→ Objetivo da tarefa: No texto sobre o grafite de Pixinguinha, traduza para o inglês a frase "O artista e os auxiliares trabalharam doze dias sobre uma estrutura de andaimes da altura de três andares, que levou seis dias para ser montada."

→ Trecho:
——

Com seus 10 metros de altura, Pixinguinha pode ser visto de longe. Toca o saxofone, metido em um elegante terno azul. Abaixo dele, seu grupo, os Oito Batutas, se entrega à música, animadamente. Ao lado, um outro retrato do músico e compositor genial.
Na quinta-feira, 25, foi concluído o enorme desenho na parede do Museu da Imagem e do Som, bem próximo aos Arcos da Lapa. Naquelas redondezas, o autor de Carinhoso e outros clássicos da música brasileira se apresentou em teatros e restaurantes, no início do século passado.
A imensa figura de Pixinguinha olha fixamente para o prédio do outro lado da rua, onde fica a Escola de Música da Universidade Federal do Rio de Janeiro. Parece mesmo estar em casa.
O criador do grafite é o artista Cazé, que, em parceria com o produtor cultural Pedro Rajão, espalha há dois anos pelo Rio pinturas de personalidades pretas representativas da cultura. É o projeto Negro Muro, que até agora homenageou 14 personagens. Pixingunha, o último deles, foi o mais difícil, pelas dimensões.
Antes, o Negro Muro fez monumentos de grafite para personalidades como Clementina de Jesus, Mussum, Jovelina Pérola Negra, Cartola, Mãe Beata de Iemanjá, Moacir Santos, Marielle Franco, Fela Kuti e João Cândido, o Almirante Negro.
“Estamos em momento de questionar nossos monumentos, pelo mundo a gente vê estátuas dos colonizadores sendo quebradas”, lembra Rajão. “E no maior país preto fora da África, que é o Brasil, temos raríssimos monumentos de exaltação à memória negra, seja nome de rua, estátua ou busto”
O produtor cultural observa que o grafite é essencialmente uma arte negra, pois vem do hip hop, e por isso é o meio ideal para fazer o resgate da memória dessas personalidades “preteridas, esquecidas, ocultas, embranquecidas”.
“É um momento complicado que estamos vivendo, Sérgio Camargo na Fundação Palmares é um exemplo disso”, diz ele. “Por isso a importância de levarmos à rua uma arte direta, democrática, que alcança qualquer classe social, com porte de monumento público, de memória preta”.
Da ideia à finalização, o painel com as imagens de Pixinguinha levou quatro meses para ser feito. Foram gastos 54 litros de tinta para preparar a superfície e 80 tubos de spray.
O artista e os auxiliares trabalharam doze dias sobre uma estrutura de andaimes da altura de três andares, que levou seis dias para ser montada.

——

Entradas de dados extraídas
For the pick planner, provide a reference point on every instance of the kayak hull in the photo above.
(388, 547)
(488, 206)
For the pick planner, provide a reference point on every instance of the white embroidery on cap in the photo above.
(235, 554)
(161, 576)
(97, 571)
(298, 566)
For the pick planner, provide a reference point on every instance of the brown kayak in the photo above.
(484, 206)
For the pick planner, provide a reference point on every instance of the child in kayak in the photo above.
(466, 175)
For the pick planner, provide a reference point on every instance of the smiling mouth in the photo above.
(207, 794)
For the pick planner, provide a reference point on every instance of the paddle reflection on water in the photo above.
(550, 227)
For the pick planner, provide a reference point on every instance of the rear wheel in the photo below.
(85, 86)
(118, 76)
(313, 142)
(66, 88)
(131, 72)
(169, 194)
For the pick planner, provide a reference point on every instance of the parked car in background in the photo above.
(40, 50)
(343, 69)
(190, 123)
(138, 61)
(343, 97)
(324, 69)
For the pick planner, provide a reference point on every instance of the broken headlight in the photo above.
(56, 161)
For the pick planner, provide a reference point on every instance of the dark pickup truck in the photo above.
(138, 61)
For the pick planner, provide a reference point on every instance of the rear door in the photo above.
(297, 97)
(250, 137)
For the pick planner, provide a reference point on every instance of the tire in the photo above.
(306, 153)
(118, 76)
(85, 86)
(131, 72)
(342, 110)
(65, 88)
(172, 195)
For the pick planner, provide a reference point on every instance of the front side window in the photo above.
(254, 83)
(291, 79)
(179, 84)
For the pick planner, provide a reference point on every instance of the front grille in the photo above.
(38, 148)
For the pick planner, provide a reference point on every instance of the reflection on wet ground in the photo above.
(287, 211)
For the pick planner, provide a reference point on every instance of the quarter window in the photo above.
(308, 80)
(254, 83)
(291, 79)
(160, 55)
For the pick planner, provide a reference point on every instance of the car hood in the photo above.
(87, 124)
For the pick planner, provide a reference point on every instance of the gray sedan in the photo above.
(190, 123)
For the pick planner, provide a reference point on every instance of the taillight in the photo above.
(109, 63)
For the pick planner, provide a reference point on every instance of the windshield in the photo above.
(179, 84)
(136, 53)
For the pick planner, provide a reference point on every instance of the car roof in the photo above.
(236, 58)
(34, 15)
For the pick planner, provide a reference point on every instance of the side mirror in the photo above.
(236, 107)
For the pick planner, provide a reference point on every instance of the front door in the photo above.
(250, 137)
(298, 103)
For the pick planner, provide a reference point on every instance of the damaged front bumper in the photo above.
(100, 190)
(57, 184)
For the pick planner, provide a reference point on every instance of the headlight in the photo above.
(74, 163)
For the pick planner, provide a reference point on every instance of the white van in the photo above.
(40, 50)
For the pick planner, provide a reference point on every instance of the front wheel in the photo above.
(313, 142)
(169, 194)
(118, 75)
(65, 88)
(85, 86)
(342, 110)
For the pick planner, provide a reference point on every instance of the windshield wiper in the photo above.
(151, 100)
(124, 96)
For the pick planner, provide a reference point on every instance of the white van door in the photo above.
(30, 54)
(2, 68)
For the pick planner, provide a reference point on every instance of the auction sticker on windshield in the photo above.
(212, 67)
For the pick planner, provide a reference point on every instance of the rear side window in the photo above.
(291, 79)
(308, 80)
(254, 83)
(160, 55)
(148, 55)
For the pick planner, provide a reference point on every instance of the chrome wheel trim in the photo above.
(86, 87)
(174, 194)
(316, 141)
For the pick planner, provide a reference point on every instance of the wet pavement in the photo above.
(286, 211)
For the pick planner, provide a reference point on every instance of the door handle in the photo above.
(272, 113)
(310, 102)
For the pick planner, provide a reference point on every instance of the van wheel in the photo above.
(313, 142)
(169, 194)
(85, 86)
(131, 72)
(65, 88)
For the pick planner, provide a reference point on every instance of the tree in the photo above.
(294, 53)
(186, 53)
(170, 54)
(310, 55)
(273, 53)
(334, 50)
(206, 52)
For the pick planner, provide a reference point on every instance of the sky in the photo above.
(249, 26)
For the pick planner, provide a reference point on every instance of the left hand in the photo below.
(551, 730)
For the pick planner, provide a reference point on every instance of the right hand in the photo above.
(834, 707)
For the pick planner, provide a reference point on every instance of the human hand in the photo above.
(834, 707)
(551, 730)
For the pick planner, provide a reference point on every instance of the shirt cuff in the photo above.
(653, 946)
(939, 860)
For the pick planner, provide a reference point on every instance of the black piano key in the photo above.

——

→ Solução do exercício: The artist and the assistants worked for twelve days on a scaffolding structure three stories high, which took six days to assemble.